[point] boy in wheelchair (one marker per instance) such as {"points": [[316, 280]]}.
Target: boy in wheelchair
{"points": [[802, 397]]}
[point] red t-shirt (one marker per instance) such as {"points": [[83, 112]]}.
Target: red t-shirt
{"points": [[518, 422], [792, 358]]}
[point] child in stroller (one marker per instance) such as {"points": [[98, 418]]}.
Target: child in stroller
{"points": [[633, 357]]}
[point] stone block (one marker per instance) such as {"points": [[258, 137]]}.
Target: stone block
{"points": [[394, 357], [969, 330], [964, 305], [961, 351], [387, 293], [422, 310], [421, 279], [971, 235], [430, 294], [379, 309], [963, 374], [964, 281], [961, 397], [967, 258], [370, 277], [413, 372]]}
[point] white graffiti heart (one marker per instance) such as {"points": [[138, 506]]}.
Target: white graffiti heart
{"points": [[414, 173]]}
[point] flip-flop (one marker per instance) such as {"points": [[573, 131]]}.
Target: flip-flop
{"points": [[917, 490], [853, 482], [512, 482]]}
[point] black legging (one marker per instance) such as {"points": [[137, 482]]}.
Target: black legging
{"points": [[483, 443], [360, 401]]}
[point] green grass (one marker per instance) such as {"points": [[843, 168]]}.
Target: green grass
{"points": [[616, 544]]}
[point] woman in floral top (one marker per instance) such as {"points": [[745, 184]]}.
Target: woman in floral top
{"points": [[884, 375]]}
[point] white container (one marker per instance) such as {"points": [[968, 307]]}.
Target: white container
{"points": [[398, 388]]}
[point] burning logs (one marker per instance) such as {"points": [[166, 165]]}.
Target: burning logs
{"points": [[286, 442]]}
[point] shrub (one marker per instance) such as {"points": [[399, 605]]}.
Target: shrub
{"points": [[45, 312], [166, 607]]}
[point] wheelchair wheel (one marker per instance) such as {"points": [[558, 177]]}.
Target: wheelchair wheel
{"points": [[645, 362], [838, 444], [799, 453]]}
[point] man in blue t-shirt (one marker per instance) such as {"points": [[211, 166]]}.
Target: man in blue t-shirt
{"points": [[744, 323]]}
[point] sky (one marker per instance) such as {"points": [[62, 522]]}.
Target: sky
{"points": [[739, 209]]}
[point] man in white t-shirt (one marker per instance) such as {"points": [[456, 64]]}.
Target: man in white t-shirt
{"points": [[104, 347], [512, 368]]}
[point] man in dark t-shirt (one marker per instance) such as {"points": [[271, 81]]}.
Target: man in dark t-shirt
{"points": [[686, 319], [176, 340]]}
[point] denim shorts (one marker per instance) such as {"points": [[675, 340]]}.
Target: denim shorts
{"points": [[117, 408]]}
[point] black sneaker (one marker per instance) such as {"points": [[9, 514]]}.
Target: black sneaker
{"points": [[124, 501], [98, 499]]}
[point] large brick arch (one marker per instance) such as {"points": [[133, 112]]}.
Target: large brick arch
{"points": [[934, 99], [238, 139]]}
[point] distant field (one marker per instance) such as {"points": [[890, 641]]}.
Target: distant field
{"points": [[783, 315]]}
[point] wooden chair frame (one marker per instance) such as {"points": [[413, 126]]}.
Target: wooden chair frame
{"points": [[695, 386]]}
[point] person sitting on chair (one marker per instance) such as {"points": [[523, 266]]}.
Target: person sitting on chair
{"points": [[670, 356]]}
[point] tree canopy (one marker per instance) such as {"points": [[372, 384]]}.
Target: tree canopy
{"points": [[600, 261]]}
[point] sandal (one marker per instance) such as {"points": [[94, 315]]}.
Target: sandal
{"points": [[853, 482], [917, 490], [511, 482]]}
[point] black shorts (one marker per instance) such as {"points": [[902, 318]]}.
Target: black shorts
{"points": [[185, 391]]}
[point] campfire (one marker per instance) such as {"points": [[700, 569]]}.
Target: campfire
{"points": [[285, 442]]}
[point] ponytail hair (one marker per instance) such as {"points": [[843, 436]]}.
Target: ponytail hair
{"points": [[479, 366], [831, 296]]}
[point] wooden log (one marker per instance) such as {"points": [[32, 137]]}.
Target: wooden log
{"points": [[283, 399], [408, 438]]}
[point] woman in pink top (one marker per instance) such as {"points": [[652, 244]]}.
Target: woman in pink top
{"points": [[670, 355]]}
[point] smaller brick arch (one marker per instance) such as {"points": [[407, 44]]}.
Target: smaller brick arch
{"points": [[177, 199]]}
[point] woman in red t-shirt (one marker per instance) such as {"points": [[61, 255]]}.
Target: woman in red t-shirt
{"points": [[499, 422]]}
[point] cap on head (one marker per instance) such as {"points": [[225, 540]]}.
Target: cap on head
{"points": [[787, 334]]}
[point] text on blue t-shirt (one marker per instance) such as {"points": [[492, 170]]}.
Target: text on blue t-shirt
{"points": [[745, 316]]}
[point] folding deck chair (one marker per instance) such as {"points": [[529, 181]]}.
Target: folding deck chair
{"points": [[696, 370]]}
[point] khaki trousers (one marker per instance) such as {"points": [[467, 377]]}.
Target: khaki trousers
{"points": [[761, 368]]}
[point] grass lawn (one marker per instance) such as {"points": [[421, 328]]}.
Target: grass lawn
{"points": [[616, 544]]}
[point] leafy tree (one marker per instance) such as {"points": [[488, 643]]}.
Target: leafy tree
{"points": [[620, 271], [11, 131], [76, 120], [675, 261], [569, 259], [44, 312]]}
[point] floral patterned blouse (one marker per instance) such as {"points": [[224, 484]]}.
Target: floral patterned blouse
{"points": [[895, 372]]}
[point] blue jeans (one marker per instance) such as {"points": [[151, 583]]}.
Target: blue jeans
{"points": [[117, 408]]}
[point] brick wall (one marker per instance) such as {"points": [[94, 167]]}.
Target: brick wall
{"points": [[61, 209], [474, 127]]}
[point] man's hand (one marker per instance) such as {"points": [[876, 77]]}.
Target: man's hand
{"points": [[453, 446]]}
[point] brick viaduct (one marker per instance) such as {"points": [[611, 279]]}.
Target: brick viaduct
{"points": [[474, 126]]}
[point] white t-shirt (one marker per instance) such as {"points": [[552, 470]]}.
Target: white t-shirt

__________

• **Aim of the exercise**
Write out again, exactly, the lines from the one holding "[point] blue jeans" through the end of the listing, with both ends included.

• **Response to this exercise**
[point] blue jeans (one marker per instance) such as {"points": [[151, 583]]}.
Target: blue jeans
{"points": [[117, 408]]}
[point] brick wall (one marker per instance) such as {"points": [[94, 167]]}.
Target: brick wall
{"points": [[61, 209], [474, 127]]}
[point] man's hand (one marker per instance) such as {"points": [[876, 77]]}.
Target: man's hand
{"points": [[453, 446]]}
[point] brick viaduct (one marker per instance) such as {"points": [[611, 279]]}.
Target: brick viaduct
{"points": [[474, 126]]}
[point] white t-shirt (one marker per instance) such as {"points": [[552, 470]]}.
Target: white t-shirt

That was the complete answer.